> **Work required**
In the entries that follow, the first line to write out is the one containing "of the rear", and the last is the one containing "gray siding house.". Reproduce that stretch exactly, with nothing before or after it.

▼

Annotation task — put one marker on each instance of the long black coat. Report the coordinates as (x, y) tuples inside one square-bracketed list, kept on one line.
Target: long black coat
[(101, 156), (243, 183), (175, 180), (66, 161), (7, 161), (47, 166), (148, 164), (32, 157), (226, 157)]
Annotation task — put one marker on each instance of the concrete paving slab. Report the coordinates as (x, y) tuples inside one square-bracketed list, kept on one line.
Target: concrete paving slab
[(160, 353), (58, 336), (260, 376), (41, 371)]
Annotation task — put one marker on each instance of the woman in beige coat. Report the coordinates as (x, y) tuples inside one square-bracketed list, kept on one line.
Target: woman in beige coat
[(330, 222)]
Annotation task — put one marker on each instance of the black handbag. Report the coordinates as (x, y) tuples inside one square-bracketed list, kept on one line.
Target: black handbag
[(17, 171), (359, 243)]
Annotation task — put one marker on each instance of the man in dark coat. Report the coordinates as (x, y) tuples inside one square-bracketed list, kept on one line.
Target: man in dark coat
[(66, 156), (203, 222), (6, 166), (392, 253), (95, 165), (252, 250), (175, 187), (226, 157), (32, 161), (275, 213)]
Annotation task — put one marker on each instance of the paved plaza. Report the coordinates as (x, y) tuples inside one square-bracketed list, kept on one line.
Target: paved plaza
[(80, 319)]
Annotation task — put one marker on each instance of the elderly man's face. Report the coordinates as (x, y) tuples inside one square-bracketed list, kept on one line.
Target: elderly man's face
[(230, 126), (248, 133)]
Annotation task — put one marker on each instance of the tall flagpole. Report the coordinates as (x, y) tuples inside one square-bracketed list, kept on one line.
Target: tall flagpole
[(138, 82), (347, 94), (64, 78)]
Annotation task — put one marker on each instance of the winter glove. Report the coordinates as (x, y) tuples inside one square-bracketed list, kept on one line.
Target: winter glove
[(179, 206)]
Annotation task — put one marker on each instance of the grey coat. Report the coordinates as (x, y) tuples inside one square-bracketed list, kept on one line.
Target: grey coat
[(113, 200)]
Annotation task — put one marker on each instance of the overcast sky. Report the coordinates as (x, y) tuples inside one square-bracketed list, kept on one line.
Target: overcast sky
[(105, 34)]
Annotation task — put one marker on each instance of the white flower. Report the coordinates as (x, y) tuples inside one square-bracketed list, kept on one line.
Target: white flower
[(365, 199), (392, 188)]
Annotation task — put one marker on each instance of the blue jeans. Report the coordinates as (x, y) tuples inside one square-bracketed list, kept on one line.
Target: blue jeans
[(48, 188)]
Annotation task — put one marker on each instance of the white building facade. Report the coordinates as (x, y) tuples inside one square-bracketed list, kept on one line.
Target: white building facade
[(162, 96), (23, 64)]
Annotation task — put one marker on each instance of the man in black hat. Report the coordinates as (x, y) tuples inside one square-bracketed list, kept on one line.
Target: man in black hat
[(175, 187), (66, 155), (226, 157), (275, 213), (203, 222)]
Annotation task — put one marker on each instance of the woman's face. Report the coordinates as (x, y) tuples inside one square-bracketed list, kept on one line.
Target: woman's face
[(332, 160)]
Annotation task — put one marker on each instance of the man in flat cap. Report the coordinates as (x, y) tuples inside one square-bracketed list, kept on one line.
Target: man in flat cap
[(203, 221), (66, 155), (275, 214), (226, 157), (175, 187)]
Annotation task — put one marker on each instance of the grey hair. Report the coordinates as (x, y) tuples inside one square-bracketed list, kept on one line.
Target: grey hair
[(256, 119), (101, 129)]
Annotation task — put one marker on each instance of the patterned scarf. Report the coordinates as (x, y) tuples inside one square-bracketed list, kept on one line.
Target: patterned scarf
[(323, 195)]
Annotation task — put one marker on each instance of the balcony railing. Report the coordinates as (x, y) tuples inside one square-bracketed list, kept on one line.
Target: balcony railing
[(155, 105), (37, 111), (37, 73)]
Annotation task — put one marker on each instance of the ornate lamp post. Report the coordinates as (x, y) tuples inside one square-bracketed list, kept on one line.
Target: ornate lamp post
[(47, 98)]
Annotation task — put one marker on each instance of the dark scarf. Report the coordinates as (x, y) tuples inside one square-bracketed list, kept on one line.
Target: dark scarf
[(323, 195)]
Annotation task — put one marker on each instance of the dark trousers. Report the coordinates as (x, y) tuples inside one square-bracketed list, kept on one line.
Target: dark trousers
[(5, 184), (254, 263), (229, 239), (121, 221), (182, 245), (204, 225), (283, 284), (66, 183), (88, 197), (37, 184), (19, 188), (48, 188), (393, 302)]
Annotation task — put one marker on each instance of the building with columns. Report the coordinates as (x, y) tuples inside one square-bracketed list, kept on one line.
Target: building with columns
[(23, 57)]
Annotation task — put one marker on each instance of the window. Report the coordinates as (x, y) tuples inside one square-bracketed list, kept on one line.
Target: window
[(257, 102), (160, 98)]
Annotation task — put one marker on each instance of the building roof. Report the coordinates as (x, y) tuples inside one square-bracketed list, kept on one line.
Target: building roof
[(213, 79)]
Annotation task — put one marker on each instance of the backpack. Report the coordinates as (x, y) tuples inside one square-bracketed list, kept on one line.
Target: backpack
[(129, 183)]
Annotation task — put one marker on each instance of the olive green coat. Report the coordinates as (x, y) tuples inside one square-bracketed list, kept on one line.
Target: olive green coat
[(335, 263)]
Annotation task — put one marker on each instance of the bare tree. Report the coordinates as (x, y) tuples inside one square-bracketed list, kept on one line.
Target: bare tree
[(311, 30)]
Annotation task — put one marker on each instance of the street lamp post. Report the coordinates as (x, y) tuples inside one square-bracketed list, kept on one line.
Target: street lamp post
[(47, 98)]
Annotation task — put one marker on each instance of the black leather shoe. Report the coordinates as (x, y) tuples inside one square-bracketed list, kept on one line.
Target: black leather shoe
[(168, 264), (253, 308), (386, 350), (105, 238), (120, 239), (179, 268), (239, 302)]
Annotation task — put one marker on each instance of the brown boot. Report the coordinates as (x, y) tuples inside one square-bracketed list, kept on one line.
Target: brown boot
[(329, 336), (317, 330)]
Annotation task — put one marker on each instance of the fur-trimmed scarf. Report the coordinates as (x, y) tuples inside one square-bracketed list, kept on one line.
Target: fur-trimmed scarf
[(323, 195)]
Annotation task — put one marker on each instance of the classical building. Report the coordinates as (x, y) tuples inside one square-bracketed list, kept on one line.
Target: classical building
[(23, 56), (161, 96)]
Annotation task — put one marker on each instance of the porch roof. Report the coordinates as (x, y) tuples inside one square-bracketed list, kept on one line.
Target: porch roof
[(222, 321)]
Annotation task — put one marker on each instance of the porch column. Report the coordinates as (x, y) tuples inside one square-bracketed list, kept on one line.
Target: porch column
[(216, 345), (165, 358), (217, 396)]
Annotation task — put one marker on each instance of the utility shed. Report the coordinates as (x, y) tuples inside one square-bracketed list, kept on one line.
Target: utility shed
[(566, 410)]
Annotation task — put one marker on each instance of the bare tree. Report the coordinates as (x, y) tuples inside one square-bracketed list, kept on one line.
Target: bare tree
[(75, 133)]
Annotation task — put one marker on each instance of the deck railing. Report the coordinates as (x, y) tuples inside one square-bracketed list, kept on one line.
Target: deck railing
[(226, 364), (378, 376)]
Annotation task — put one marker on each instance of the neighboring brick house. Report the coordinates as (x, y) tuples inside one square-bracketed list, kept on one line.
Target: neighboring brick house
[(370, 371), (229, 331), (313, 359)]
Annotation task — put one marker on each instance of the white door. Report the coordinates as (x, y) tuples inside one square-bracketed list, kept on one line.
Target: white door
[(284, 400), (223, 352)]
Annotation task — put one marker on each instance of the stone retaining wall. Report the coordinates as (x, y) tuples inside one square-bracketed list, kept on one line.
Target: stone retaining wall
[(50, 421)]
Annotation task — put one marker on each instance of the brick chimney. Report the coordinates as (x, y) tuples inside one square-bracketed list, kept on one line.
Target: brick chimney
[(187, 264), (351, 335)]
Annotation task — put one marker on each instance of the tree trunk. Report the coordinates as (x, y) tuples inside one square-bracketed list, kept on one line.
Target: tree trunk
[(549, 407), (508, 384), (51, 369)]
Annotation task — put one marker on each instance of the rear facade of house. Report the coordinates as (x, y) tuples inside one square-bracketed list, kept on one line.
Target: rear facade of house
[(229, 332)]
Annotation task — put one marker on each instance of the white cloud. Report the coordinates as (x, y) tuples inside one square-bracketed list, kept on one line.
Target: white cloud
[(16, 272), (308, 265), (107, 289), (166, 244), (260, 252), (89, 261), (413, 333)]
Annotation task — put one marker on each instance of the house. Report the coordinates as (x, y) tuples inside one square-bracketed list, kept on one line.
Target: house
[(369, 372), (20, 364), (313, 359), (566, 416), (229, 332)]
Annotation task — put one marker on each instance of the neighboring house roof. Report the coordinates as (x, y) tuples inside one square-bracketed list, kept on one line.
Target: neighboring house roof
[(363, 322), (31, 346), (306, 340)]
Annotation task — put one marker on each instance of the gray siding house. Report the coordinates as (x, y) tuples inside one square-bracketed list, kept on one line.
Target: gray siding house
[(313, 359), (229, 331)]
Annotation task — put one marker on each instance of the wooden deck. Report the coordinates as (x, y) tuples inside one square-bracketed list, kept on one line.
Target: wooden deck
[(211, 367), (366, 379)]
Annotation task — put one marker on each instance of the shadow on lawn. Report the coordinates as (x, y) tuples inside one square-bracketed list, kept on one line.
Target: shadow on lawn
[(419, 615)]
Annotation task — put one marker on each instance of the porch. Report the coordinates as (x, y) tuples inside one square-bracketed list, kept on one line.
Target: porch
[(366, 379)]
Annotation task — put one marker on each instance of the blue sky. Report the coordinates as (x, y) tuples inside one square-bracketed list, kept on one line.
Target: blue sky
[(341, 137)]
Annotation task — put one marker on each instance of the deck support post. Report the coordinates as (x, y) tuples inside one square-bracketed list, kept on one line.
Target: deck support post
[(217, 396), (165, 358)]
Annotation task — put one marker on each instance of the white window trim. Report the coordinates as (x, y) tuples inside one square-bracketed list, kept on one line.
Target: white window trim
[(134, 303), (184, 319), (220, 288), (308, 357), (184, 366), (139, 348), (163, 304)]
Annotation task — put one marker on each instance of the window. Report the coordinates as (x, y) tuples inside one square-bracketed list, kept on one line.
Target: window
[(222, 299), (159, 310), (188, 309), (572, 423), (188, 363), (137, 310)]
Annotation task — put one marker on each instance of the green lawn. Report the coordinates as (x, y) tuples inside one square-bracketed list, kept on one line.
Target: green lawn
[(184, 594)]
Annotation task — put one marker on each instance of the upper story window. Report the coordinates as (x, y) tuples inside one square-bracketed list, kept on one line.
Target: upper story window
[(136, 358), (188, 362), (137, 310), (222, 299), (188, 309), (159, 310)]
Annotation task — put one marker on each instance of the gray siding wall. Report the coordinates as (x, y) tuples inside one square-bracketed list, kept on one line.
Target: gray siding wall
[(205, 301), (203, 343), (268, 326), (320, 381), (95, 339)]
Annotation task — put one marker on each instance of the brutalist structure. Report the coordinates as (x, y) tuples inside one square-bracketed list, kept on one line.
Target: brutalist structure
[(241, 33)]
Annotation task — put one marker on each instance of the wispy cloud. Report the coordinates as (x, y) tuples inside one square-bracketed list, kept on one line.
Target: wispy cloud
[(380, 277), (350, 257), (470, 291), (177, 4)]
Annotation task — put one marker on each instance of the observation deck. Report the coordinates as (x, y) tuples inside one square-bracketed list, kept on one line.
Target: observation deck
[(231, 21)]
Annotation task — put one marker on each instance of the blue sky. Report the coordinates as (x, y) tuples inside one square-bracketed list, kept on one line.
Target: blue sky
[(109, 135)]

▲

> **Result for this task**
Annotation task — put one marker on each instance of the rear facade of house. Report the coordinates as (x, y) tuples inside one square-bracketed list, kept on one line.
Target: rear facade of house
[(229, 332)]
Annotation task — put one marker on each instance of the white cloud. Report the coordinates as (x, y) tuples inside one square-bracketed list, kept on one line.
Target: white cloud
[(16, 272), (308, 265), (107, 289), (166, 244), (260, 252), (89, 261), (413, 333)]
Annotation task — put one marker on each instance of the house. Report the coordinates as (x, y) tuples inside one square-bracketed list, kept on one line.
Target: house
[(369, 372), (20, 364), (313, 359), (566, 416), (229, 332)]
Annotation task — put one marker on each instance of the neighboring house roof. Report the coordinates as (x, y) tuples inside one square-bracketed list, kept on one line.
Target: neighboring house roof
[(363, 322), (31, 346), (306, 340)]
Annotation task — put one marker on each instance of the gray siding house. Report the coordinates as (x, y) tuples inside one square-bracketed list, kept on one line.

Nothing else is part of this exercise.